» **Task directions**
Rewrite the material from its start up to and including the line with "x=644 y=212", changing "cabin window" to "cabin skylight" and keeping everything else the same, and leave the pictures out.

[Collection entries]
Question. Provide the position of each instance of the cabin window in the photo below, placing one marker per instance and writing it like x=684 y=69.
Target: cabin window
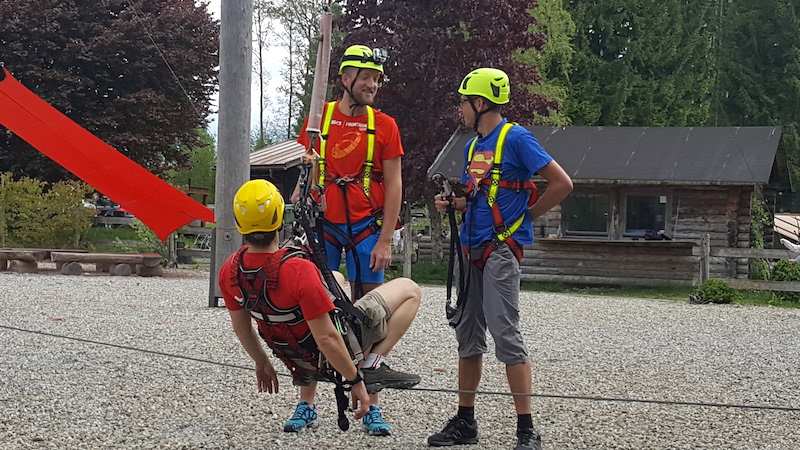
x=586 y=214
x=644 y=212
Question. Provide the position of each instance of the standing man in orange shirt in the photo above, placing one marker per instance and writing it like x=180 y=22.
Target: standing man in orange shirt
x=359 y=169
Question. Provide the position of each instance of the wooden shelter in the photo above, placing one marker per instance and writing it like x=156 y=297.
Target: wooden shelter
x=644 y=198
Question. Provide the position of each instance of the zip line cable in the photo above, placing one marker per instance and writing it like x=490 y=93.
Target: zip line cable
x=450 y=391
x=163 y=58
x=158 y=49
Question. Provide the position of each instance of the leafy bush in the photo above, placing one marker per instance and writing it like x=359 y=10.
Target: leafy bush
x=786 y=270
x=148 y=241
x=31 y=216
x=715 y=291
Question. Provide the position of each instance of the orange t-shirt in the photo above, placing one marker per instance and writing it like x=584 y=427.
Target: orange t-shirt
x=345 y=153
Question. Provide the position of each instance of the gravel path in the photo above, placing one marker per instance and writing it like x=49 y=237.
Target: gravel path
x=95 y=361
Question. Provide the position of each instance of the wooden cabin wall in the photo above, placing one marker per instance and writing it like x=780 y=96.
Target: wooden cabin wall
x=723 y=213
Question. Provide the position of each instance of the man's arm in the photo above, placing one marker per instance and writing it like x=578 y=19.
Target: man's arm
x=559 y=185
x=332 y=345
x=381 y=256
x=266 y=376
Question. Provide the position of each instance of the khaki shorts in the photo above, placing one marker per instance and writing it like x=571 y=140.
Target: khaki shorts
x=375 y=308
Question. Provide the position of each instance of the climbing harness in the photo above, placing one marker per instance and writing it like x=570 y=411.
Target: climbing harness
x=502 y=231
x=365 y=178
x=309 y=217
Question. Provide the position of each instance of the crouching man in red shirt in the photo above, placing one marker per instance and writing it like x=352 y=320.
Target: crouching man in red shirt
x=286 y=295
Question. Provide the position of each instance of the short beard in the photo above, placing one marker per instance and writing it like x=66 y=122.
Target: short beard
x=358 y=98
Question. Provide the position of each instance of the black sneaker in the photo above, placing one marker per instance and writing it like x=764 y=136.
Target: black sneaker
x=528 y=439
x=457 y=431
x=382 y=377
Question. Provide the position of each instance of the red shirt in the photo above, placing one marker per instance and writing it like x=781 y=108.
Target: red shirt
x=299 y=283
x=345 y=153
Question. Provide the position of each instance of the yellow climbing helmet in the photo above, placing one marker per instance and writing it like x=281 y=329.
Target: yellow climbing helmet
x=491 y=84
x=258 y=207
x=363 y=57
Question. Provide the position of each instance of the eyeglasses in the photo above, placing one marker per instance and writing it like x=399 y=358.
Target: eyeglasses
x=378 y=56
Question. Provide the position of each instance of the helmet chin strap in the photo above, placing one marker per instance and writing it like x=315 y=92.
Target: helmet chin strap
x=478 y=115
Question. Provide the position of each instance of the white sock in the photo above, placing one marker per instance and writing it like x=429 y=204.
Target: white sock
x=374 y=361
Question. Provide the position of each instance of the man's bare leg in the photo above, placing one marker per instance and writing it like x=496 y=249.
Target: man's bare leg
x=519 y=381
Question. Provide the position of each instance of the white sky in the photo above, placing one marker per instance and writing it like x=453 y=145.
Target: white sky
x=275 y=55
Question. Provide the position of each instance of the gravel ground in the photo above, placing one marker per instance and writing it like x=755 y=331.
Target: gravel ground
x=95 y=361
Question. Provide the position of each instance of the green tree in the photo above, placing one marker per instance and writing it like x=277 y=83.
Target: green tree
x=758 y=54
x=139 y=76
x=298 y=33
x=201 y=169
x=641 y=63
x=35 y=214
x=554 y=62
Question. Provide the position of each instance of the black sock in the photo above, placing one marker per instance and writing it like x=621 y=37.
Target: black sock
x=524 y=421
x=467 y=413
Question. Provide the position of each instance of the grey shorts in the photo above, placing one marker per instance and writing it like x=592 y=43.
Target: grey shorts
x=375 y=308
x=492 y=302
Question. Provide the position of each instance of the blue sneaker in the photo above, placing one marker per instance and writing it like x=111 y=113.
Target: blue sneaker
x=305 y=415
x=374 y=424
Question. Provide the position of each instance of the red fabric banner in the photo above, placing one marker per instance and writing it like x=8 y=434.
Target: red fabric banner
x=152 y=200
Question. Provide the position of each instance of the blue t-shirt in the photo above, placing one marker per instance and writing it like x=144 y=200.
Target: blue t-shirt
x=522 y=158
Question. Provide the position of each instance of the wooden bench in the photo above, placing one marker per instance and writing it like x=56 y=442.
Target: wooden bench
x=121 y=264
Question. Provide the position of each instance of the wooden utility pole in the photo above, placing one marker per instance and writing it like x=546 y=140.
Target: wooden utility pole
x=233 y=144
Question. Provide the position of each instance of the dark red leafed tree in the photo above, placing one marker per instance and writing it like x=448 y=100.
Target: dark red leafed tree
x=137 y=74
x=432 y=45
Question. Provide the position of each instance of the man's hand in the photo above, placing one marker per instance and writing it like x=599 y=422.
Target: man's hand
x=360 y=400
x=441 y=202
x=310 y=156
x=267 y=378
x=381 y=256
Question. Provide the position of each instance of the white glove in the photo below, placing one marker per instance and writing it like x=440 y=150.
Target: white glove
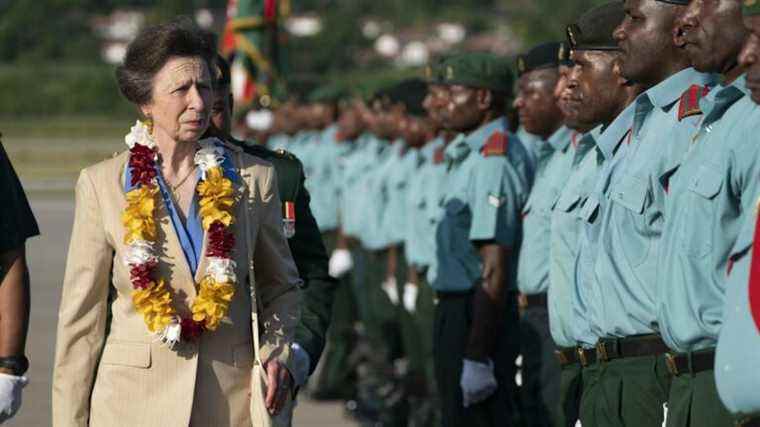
x=301 y=364
x=340 y=263
x=10 y=395
x=390 y=287
x=410 y=297
x=478 y=381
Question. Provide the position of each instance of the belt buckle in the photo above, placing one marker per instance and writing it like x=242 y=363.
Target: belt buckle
x=601 y=352
x=670 y=361
x=582 y=356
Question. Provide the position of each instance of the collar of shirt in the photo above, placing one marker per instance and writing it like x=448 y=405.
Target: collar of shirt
x=609 y=137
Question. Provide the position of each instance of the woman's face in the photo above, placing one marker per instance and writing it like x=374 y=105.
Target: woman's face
x=182 y=98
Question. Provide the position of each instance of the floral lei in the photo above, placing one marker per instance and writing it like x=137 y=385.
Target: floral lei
x=151 y=297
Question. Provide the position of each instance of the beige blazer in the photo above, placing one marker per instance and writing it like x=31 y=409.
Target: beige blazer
x=109 y=371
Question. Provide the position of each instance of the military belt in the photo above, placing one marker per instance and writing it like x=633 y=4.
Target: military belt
x=690 y=363
x=635 y=346
x=535 y=300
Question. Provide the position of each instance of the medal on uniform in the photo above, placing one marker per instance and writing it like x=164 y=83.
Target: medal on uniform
x=289 y=220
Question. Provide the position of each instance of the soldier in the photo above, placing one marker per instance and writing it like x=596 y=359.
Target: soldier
x=596 y=94
x=477 y=238
x=17 y=224
x=624 y=227
x=709 y=192
x=737 y=368
x=298 y=225
x=541 y=116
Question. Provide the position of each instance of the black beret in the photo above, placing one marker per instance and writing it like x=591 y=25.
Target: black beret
x=593 y=30
x=545 y=55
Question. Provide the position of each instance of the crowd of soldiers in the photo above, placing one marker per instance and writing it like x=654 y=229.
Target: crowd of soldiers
x=566 y=251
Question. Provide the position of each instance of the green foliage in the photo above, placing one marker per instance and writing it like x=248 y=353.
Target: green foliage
x=58 y=89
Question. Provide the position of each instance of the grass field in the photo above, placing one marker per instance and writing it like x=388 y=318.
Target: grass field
x=49 y=153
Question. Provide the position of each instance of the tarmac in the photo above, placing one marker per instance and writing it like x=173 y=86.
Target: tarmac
x=47 y=257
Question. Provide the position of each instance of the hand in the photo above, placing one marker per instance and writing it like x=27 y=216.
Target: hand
x=410 y=297
x=340 y=263
x=279 y=384
x=10 y=395
x=478 y=381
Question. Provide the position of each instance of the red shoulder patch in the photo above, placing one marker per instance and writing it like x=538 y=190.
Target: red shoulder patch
x=496 y=145
x=689 y=103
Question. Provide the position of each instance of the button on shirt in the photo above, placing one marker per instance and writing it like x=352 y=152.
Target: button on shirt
x=708 y=196
x=552 y=172
x=737 y=365
x=625 y=266
x=483 y=201
x=566 y=225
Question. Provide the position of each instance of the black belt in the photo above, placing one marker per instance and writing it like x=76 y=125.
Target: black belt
x=636 y=346
x=535 y=300
x=575 y=355
x=690 y=363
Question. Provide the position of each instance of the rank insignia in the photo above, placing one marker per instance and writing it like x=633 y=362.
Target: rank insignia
x=495 y=200
x=496 y=145
x=289 y=220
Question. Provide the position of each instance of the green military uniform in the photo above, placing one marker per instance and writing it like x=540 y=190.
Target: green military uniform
x=710 y=192
x=540 y=369
x=625 y=240
x=308 y=251
x=17 y=222
x=486 y=187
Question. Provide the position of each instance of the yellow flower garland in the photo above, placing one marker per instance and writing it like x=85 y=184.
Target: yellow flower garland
x=154 y=301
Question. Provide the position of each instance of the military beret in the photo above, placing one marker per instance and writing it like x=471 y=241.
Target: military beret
x=751 y=7
x=545 y=55
x=411 y=93
x=478 y=70
x=593 y=30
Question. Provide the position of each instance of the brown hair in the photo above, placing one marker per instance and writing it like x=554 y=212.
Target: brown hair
x=153 y=47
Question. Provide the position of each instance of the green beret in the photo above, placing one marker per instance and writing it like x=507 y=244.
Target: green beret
x=594 y=29
x=478 y=70
x=751 y=7
x=546 y=55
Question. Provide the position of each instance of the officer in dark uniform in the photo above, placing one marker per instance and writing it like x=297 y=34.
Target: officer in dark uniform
x=17 y=224
x=299 y=226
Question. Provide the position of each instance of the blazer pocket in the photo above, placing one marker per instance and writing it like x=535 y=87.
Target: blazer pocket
x=242 y=355
x=132 y=354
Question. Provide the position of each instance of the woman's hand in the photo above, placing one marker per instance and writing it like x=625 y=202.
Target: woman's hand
x=279 y=384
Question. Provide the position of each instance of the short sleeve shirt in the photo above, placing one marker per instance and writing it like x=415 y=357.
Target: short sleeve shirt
x=484 y=196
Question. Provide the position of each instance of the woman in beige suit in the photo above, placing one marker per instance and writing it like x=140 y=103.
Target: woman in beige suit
x=155 y=320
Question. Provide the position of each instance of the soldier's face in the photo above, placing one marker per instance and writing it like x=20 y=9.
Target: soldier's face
x=645 y=38
x=594 y=87
x=464 y=109
x=750 y=56
x=536 y=104
x=713 y=33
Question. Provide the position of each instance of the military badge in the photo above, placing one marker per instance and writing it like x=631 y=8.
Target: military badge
x=289 y=220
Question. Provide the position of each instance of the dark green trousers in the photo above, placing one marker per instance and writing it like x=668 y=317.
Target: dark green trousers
x=540 y=369
x=625 y=392
x=694 y=402
x=453 y=318
x=570 y=392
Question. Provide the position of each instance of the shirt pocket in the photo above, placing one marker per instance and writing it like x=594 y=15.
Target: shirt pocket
x=634 y=233
x=696 y=234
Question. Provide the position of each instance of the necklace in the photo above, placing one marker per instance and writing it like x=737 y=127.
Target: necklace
x=151 y=295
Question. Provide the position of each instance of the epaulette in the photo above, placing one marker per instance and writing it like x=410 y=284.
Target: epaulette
x=689 y=103
x=496 y=145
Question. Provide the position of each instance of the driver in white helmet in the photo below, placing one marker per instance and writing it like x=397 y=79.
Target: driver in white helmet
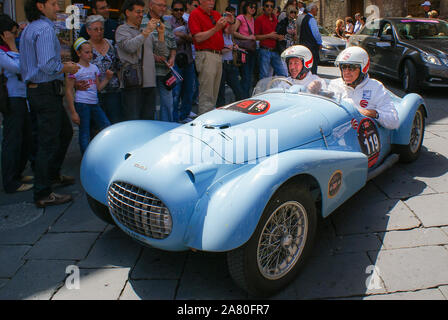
x=299 y=61
x=369 y=95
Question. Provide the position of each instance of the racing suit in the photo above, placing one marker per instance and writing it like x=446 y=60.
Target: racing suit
x=369 y=94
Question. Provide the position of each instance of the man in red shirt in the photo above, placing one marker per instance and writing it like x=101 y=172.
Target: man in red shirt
x=206 y=27
x=265 y=32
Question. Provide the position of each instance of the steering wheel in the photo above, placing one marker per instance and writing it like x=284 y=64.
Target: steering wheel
x=269 y=86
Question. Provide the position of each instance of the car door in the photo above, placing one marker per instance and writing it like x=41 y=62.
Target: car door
x=388 y=51
x=367 y=39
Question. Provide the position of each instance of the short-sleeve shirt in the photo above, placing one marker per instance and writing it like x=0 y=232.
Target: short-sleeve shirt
x=246 y=25
x=89 y=96
x=200 y=21
x=264 y=25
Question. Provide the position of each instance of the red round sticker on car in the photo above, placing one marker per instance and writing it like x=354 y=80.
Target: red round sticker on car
x=254 y=107
x=369 y=140
x=364 y=103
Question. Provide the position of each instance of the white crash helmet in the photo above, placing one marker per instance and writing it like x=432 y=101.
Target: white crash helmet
x=300 y=52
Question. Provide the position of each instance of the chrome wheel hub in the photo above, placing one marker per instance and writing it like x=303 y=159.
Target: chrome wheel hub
x=282 y=240
x=417 y=132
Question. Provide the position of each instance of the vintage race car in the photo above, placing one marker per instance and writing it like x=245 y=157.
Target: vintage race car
x=250 y=179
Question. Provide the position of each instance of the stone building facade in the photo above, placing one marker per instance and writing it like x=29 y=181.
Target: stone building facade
x=331 y=10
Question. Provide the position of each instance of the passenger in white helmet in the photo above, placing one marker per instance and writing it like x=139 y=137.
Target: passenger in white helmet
x=299 y=61
x=369 y=95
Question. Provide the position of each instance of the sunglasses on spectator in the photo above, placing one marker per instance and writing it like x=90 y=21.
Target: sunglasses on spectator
x=350 y=67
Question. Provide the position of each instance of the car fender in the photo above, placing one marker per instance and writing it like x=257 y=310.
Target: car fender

» **Output for this task**
Question. Provide the position of each instance of the cabin skylight in the photo below, placing one marker per instance and writing it like x=684 y=69.
Target: cabin skylight
x=586 y=214
x=644 y=212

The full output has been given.